Exercise A.
Answer these from the text on UAE transport infrastructure:
(i) How many public bus routes did Dubai have in 2011?
(ii) What is the total value of road and bridge projects across the GCC?
(iii) How many containers a year can Sheikh Khalifa Port handle?
Exercise B. Extend the text on UAE transport infrastructure, picking up after its final sentence.

Source text.
%%

Looking across the Emirates, infrastructure projects are significant - with public transport, road networks, railways and port facilities all increasing.
As of 2011, Dubai for example, was home to 11,700Km of paved roads, with a majority being arterial or motorways/expressways. Public bus routes increased from a total of 35 in 2001, to 90 in 2011, while public taxis totalled 3,500 by last year and clocked up more than 35.8 million trips. Meanwhile, the Dubai Metro carried more than 60 million passengers from January to September 2011.
Across the GCC, road and bridge projects are valued at $121.3bn, with $26.9bn of this total spend based in Saudi Arabia. The UAE, meanwhile, has taken the largest strides to upgrading its transport infrastructure in the coming five years, with projects totalling $58bn either already underway or in the planning stages.
Existing projects are also expanding. In June this year, a consortium of Arabtec Holding won a $2.9bn deal with Abu Dhabi Airports Company, to build a new terminal at the capital's International Airport. The 700,000 square metre site was due to start construction in the third quarter of 2012 and is due for completion in 2017. Meanwhile, Abu Dhabi's Sheikh Khalifa Port officially opened on September 1st this year and has a capacity to handle 2.5 million containers a year, along with another 12 million tonnes of general cargo.

%%

Listed records.

%%

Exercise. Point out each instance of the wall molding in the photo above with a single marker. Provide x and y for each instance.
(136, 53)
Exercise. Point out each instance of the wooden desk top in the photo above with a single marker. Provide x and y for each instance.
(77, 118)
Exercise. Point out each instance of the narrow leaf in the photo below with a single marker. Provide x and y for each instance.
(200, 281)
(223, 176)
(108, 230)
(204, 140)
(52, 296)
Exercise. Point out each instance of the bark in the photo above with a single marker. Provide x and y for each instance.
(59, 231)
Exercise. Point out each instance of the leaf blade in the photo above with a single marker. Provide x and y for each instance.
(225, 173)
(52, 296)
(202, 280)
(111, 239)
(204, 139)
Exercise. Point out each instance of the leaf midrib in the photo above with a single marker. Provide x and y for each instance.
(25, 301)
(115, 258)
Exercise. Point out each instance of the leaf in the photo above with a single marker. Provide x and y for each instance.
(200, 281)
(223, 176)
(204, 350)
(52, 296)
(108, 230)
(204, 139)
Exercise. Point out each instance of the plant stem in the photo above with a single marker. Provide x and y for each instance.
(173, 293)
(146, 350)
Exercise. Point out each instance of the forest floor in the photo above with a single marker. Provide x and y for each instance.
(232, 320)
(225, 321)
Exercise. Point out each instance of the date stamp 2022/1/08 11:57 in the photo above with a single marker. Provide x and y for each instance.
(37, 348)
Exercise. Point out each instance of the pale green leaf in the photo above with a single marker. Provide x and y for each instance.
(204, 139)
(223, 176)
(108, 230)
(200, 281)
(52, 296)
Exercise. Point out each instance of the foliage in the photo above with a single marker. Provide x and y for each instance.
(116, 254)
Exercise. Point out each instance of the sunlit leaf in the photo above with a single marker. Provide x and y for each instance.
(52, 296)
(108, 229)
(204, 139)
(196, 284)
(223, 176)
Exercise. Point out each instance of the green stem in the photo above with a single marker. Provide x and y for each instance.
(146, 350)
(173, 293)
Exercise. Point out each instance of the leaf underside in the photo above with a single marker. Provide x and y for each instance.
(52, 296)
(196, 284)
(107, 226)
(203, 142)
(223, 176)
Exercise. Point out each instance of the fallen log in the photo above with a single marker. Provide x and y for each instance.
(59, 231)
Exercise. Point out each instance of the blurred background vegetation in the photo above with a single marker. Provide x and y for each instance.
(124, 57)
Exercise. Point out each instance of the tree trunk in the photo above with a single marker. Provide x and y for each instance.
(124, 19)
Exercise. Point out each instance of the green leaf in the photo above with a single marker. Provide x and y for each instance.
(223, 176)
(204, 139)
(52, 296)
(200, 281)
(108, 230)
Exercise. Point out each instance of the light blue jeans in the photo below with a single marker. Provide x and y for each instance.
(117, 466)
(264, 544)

%%

Answer area A.
(i) 90
(ii) $121.3bn
(iii) 2.5 million

Answer area B.
Looking at Abu Dhabi's infrastructure overall, a total of Dhs180bn-worth of new projects are set to be awarded during 2013, as well as the Dhs36bn that will be spent on Al Ain. The capital's transport sector is currently constructing Dhs48bn-worth of projects; manufacturing and industrial sector projects are worth Dhs22bn; while power and water sector projects amount to Dhs5bn.
Population growth increasing need for infrastructure expansion
The changing demographics of the UAE have necessitated infrastructure upgrades, with increases in population, visitors and residents. At the end of 2011 the UAE was home to 7.2 million people - a figure that's expected to rise by 5.6% to 7.6 million by year-end. Abu Dhabi's population alone was estimated to be 2.9 million in 2011 and will rise to approximately 3.1 million by year-end.
Other factors set to affect continuing infrastructure development include the burgeoning tourism and hospitality sector. Passenger traffic at Dubai International Airport - the world's fourth busiest airport - recorded double-digit growth in September this year, with a 12.8% expansion in passenger traffic (compared to the same month in 2011) up to 4.78 million. Handling more than 193,000 tonnes of cargo in September 2011 marked an increase of 9.1% on the previous year, while year-to-date freight volumes reached 1.67 million tonnes (an increase of 3.7%). Likewise, Abu Dhabi International Airport recorded 1.2 million passengers in September this year - an increase of 14.5% year-on-year.
The need for a robust infrastructure has not gone unnoticed by the UAE's capital, which has laid out its plans in the Abu Dhabi 2030 urban structure framework plan. The ambitious plan will see a complete overhaul of the capital's housing system; expansion of its port and cargo facilities; expansion in the tourism and non-oil sector; as well as increasing the standard of education in the Emirate.
A vital addition to the infrastructure of the UAE will also be the Etihad Railway (not yet under construction). The new rail network will span 1,200Km across the Emirates to Saudi Arabia and will connect other GCC states.